• Extrait étudié:
Les objectifs du Traité de Rome, cinquante ans plus tard, ne sont que partiellement atteints et à quel prix. Si l’autosuffisance alimentaire de l’Europe est globalement une réalité, la faim réapparaît en France, 1 millions d’enfants vivent sous le seuil de pauvreté, des secteurs stratégiques sont sous dépendance américaine, notamment les oléagineux pour l’alimentation animale, résultat des compromis entre intérêts capitalistes contradictoires au sein de l’Union européenne (UE). Cette autosuffisance a été possible avec la préférence communautaire, mécanisme institutionnalisant des solidarités entre les pays de l’UE se protégeant de la concurrence extérieure et assurant leur approvisionnement.
Diminution
de la population agricole
L’objectif de la parité de revenu entre les agriculteurs et 
les autres catégories socioprofessionnelles n’est toujours pas atteint pour une 
très grande majorité d’agriculteurs. Mais les gains de productivité importants 
ont surtout été pillé par le patronat. Si dans les « Trente Glorieuses », la 
modernisation de l’agriculture a permis l’accumulation du capital dans le reste 
de l’économie, elle a aussi facilité l’émergence d’une industrie agroalimentaire 
(IAA), la standardisation des produits et la grande distribution. Le secteur 
agroalimentaire ayant atteint sa maturité, le budget alimentaire des ménages ne 
représentant plus que 13 %, les gains de productivité agricole viennent grossir 
les profits des groupes (IAA et distribution) : entre 1990 et 2002, les prix 
payés aux agriculteurs ont diminué de 10 %, tandis que les prix alimentaires à 
la consommation ont augmenté de 20 % (INSEE).
Le prix à payer a été lourd. La diminution de la population active agricole a 
été considérable : 20 millions d’actifs ont disparu dans l’UE entre 1950 et 
1990, dont 4 millions en France. Il y avait encore 1,017 million d’exploitations 
en France en 1988, il n’en reste plus que 664 000 en 2000, dont 400 000 assurent 
95 % du potentiel agricole.

• Données fournies:
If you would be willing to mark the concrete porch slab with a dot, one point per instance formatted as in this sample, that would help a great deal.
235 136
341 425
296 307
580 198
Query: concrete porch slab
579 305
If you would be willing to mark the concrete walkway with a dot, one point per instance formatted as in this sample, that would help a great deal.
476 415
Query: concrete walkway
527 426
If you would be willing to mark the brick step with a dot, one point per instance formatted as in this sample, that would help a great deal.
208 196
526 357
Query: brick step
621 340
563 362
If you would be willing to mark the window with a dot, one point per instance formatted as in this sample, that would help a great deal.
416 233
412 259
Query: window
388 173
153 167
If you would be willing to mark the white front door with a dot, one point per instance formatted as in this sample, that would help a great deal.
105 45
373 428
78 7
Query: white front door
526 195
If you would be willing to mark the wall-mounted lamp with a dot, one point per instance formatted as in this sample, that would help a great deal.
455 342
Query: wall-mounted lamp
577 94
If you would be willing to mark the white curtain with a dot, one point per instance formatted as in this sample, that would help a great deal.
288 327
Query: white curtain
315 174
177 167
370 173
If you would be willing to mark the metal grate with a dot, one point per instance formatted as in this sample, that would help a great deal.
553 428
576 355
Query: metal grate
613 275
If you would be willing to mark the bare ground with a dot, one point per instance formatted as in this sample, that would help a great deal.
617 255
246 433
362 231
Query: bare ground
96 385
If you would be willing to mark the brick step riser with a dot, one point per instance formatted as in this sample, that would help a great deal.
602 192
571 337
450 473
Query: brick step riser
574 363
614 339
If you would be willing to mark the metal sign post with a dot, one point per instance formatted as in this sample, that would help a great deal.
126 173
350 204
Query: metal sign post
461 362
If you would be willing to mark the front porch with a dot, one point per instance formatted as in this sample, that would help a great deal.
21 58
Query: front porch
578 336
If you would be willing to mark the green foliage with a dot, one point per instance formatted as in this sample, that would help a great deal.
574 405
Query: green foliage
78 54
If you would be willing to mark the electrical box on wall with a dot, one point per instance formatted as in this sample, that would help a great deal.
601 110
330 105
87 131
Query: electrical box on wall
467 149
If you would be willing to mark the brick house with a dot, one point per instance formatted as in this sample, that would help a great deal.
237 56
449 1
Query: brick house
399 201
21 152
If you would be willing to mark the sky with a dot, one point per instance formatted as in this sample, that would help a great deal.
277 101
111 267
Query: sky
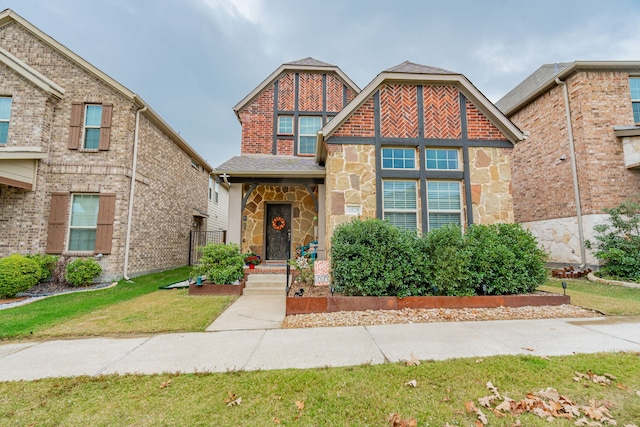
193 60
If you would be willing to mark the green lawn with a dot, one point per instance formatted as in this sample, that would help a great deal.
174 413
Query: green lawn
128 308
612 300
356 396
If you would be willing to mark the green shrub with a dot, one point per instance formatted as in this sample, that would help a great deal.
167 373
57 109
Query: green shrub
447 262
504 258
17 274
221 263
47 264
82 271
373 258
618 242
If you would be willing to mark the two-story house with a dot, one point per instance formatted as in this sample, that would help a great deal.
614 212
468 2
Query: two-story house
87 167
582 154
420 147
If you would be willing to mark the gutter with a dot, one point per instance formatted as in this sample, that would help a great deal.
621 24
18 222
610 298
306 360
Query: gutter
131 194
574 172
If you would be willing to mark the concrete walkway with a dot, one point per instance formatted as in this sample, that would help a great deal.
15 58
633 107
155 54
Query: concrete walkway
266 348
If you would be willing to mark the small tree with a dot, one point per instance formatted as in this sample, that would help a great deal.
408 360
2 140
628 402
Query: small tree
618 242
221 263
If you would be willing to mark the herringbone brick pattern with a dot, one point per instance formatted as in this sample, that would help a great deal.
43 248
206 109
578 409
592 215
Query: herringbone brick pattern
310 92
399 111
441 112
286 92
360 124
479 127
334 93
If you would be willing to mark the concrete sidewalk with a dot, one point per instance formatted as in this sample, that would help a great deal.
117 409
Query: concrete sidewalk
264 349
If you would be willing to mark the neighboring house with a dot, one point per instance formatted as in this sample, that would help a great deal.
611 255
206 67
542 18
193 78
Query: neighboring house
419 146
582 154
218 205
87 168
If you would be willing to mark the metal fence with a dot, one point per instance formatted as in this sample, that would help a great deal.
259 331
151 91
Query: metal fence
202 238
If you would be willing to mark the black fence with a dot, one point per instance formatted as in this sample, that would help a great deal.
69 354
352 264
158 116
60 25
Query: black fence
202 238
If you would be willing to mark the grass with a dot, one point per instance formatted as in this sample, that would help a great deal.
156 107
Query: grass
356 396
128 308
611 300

• Travail demandé:
[1] D'après le texte sur l'agriculture européenne, pourquoi les gains de productivité agricole vont-ils désormais grossir les profits des groupes de l'agroalimentaire et de la distribution ? Répondez en une à trois phrases, s'il vous plaît.
[2] Prolongez le texte sur l'agriculture européenne à partir de sa dernière phrase.

• Corrigé des exercices:
[1] Le secteur agroalimentaire a atteint sa maturité et le budget alimentaire des ménages ne représente plus que 13 %. Les gains de productivité agricole profitent donc aux groupes de l'agroalimentaire et de la distribution : entre 1990 et 2002, les prix payés aux agriculteurs ont diminué de 10 %, tandis que les prix alimentaires à la consommation ont augmenté de 20 %.

[2]
La réforme de la PAC de juin 2003 contient tous les ingrédients d’une politique 
européenne basée sur la libéralisation des marchés capitalistes : découplage des 
aides de la production, disparition programmée des organisations communes de 
marché remplacées par des mécanismes de gestion de crises (généralisation de ce 
qui se passe dans la volaille et le porc), rapprochement des prix européens et 
des cours mondiaux. Cet accord, qui répond pour une large part aux exigences des 
groupes agroalimentaires, engage une restructuration sans précédent des 
agricultures européennes : nouvelle phase de concentration des exploitations, 
pression sur les prix des terres agricoles avec la marchandisation des droits à 
primes, instabilité des marchés et des prix et multiplication des crises 
agricoles, mise en concurrence des régions et des productions, risques de 
délocalisation et de désertification.
Colonisation
des pays d’Europe
Cette réforme s’est discutée dans le contexte de 
l’élargissement aux dix nouveaux membres qui, dans les faits va se traduire par 
une « colonisation » des pays d’Europe centrale et orientale (PECO) que ceux-ci 
payeront au prix fort : la part de la population active agricole dans la 
population active totale des dix atteint 13,3 % contre 4,2 % pour les Quinze, 
des millions de paysans et de salariés vont se retrouver au chômage parce qu’il 
n’y aura pas une seconde « Trente Glorieuses » pour absorber cet afflux de main 
d’œuvre.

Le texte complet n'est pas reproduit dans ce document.